• [Data for review]:
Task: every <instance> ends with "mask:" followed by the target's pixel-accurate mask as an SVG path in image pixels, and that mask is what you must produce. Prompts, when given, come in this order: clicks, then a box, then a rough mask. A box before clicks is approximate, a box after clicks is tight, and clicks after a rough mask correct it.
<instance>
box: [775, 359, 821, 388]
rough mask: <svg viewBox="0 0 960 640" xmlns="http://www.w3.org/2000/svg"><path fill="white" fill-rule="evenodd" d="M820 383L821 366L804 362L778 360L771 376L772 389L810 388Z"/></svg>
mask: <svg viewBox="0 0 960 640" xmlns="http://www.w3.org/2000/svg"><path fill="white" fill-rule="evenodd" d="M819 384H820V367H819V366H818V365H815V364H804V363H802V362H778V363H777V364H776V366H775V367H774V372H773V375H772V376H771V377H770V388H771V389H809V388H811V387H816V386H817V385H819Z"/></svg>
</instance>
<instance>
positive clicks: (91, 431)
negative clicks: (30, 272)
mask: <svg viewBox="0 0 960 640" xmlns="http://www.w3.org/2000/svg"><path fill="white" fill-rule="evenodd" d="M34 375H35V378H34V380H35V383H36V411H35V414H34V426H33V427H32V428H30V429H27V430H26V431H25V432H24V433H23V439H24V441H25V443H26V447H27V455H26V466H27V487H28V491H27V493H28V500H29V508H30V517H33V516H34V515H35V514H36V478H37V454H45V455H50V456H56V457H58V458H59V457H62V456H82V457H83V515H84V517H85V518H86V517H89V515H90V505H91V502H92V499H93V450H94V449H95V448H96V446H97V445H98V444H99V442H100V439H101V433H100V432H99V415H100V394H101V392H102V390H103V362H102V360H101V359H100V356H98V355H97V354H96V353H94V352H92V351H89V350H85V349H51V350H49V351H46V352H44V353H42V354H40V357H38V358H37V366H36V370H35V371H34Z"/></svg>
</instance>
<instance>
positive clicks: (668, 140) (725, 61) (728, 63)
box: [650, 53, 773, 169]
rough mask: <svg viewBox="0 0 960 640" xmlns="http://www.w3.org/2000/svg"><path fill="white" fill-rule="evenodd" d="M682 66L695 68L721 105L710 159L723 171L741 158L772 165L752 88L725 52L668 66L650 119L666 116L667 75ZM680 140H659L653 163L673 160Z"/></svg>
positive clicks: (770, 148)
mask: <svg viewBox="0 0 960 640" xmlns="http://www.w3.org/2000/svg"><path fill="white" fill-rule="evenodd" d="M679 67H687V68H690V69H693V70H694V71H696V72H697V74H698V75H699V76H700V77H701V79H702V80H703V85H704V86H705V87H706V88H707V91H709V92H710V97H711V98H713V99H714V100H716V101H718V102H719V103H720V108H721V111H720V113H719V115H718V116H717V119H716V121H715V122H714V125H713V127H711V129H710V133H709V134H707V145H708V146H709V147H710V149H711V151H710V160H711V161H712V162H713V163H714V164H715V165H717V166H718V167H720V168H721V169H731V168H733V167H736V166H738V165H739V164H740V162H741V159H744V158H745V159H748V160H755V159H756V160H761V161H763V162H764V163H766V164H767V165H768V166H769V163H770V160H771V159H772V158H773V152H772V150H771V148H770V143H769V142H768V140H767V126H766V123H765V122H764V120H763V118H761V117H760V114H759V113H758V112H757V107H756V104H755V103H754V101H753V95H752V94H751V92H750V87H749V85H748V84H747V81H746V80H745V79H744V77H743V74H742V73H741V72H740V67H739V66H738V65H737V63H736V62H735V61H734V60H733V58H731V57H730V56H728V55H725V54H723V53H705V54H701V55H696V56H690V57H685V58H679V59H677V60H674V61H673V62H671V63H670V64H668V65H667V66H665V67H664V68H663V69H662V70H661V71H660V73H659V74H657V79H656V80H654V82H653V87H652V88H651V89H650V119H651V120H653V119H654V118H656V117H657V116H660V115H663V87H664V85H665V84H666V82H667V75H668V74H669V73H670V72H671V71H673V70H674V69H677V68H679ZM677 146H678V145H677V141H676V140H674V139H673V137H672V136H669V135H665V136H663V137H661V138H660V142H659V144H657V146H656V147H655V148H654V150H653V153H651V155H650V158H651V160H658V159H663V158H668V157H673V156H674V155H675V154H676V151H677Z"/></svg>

• [Your goal]: Give back each record exactly, from the first line through the last.

• [Output of the task]:
Task: every <instance> ends with "mask:" followed by the target's pixel-accurate mask as an SVG path in image pixels, and that mask is what you must produce. Prompts, when given, come in this order: clicks, then a box, then a rough mask. A box before clicks is approximate, a box after clicks is tight, and clicks after a rough mask correct it.
<instance>
box: [775, 359, 821, 388]
rough mask: <svg viewBox="0 0 960 640" xmlns="http://www.w3.org/2000/svg"><path fill="white" fill-rule="evenodd" d="M820 383L821 366L804 362L778 360L771 376L772 389L810 388Z"/></svg>
mask: <svg viewBox="0 0 960 640" xmlns="http://www.w3.org/2000/svg"><path fill="white" fill-rule="evenodd" d="M819 384H820V367H819V366H818V365H815V364H804V363H802V362H778V363H777V364H776V366H775V367H774V372H773V375H772V376H771V377H770V388H771V389H809V388H811V387H816V386H817V385H819Z"/></svg>
</instance>
<instance>
positive clicks: (91, 431)
negative clicks: (30, 272)
mask: <svg viewBox="0 0 960 640" xmlns="http://www.w3.org/2000/svg"><path fill="white" fill-rule="evenodd" d="M34 375H35V378H34V380H35V383H36V411H35V414H34V426H33V427H32V428H30V429H27V430H26V431H25V432H24V433H23V439H24V441H25V443H26V447H27V455H26V466H27V487H28V491H27V493H28V500H29V508H30V517H33V516H34V515H35V514H36V478H37V454H45V455H50V456H56V457H58V458H59V457H62V456H82V457H83V515H84V517H85V518H86V517H89V515H90V505H91V502H92V499H93V450H94V449H95V448H96V446H97V445H98V444H99V442H100V439H101V433H100V432H99V415H100V394H101V392H102V390H103V362H102V360H101V359H100V356H98V355H97V354H96V353H94V352H92V351H89V350H85V349H51V350H49V351H46V352H44V353H42V354H40V357H38V358H37V366H36V370H35V371H34Z"/></svg>
</instance>
<instance>
positive clicks: (668, 140) (725, 61) (728, 63)
box: [650, 53, 773, 169]
rough mask: <svg viewBox="0 0 960 640" xmlns="http://www.w3.org/2000/svg"><path fill="white" fill-rule="evenodd" d="M682 66L695 68L721 105L710 159L723 171L741 158L772 165L752 88L725 52L668 66L650 119L666 116L667 75ZM680 140H659L653 163L673 160Z"/></svg>
positive clicks: (770, 148)
mask: <svg viewBox="0 0 960 640" xmlns="http://www.w3.org/2000/svg"><path fill="white" fill-rule="evenodd" d="M679 67H687V68H690V69H693V70H694V71H696V72H697V74H698V75H699V76H700V77H701V79H702V80H703V85H704V86H705V87H706V88H707V91H709V92H710V97H711V98H713V99H714V100H716V101H718V102H719V103H720V108H721V111H720V113H719V115H718V116H717V119H716V121H715V122H714V125H713V127H711V129H710V133H709V134H707V145H708V146H709V147H710V149H711V151H710V160H711V161H712V162H713V163H714V164H715V165H717V166H718V167H720V168H721V169H731V168H733V167H736V166H738V165H739V164H740V162H741V159H744V158H745V159H748V160H755V159H756V160H761V161H763V162H764V163H766V164H767V165H768V166H769V163H770V160H771V159H772V158H773V152H772V150H771V148H770V143H769V142H768V140H767V126H766V123H765V122H764V120H763V118H761V117H760V114H759V113H758V112H757V107H756V104H755V103H754V101H753V95H752V94H751V92H750V87H749V85H748V84H747V81H746V80H745V79H744V77H743V74H742V73H741V72H740V67H739V66H738V65H737V63H736V62H735V61H734V60H733V58H731V57H730V56H728V55H725V54H723V53H705V54H701V55H696V56H690V57H685V58H679V59H677V60H674V61H673V62H671V63H670V64H668V65H667V66H665V67H664V68H663V69H662V70H661V71H660V73H659V74H657V79H656V80H654V82H653V87H652V88H651V89H650V119H651V120H653V119H654V118H656V117H657V116H660V115H663V87H664V85H665V84H666V82H667V75H668V74H669V73H670V72H671V71H673V70H674V69H677V68H679ZM677 146H678V145H677V141H676V140H674V139H673V137H672V136H669V135H665V136H663V137H661V138H660V142H659V144H657V146H656V147H655V148H654V150H653V153H651V155H650V158H651V160H658V159H663V158H668V157H673V156H674V155H675V154H676V151H677Z"/></svg>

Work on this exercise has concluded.